(Excerpts of labeled region data)
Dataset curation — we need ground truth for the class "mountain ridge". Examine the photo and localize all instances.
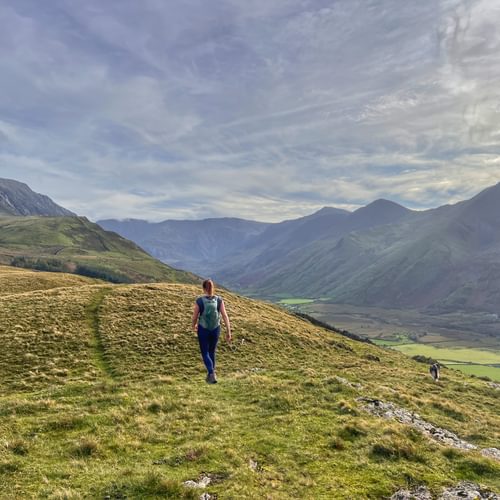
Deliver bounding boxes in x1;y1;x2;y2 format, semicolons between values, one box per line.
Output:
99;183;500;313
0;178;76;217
--
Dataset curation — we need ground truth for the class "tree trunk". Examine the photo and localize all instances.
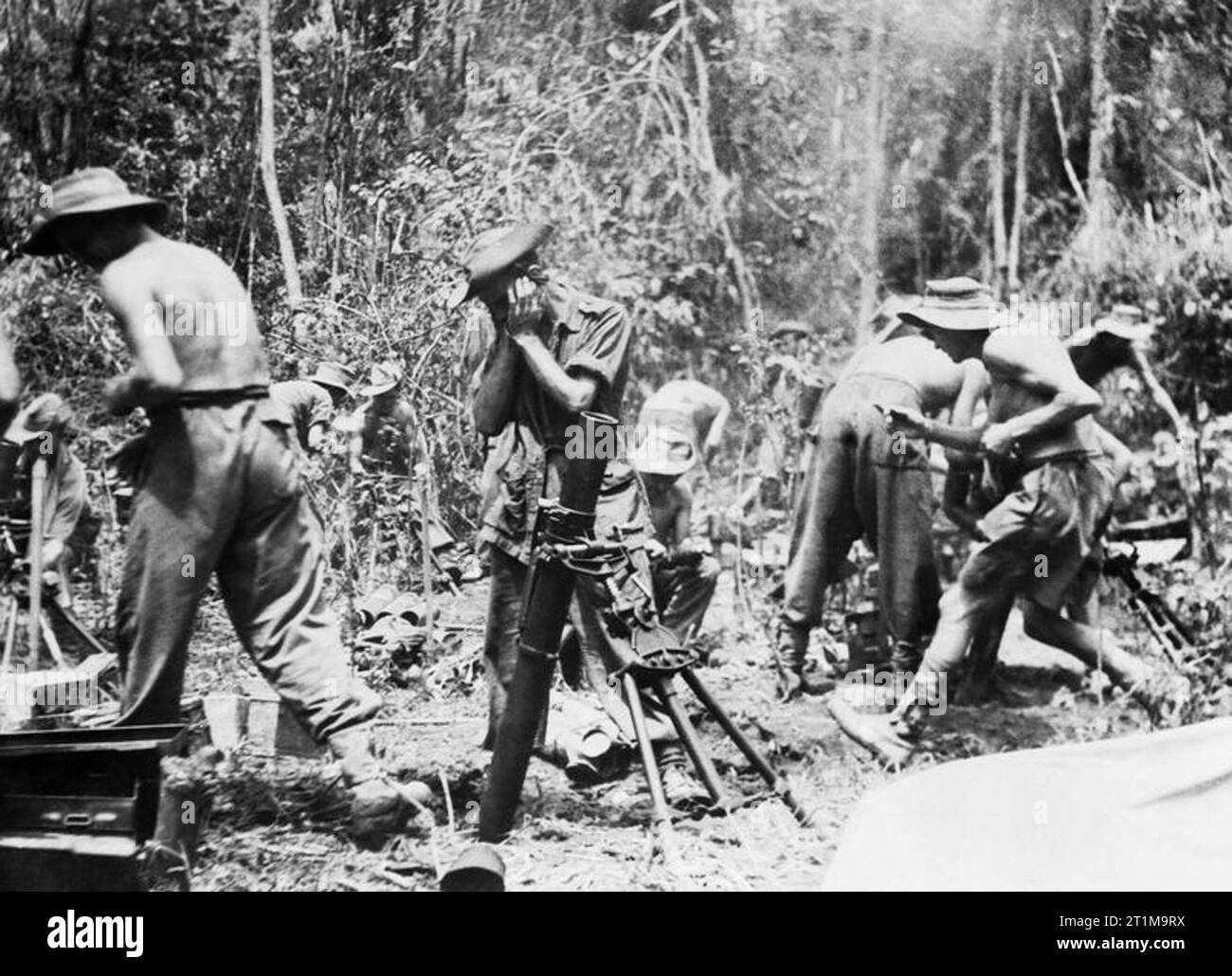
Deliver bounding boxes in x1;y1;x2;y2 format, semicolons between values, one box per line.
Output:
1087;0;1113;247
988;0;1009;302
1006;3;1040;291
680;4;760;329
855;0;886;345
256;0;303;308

DIRECTIONS
Copy out every line in the rows above that contains the word "instances".

OUTPUT OF THE TASK
Dataset curation — we need ground truth for the class "mountain ridge". Examine the photo and localize all instances.
Dataset curation — we need ground truth for the class "tree trunk". Examine the photo and localize all instances.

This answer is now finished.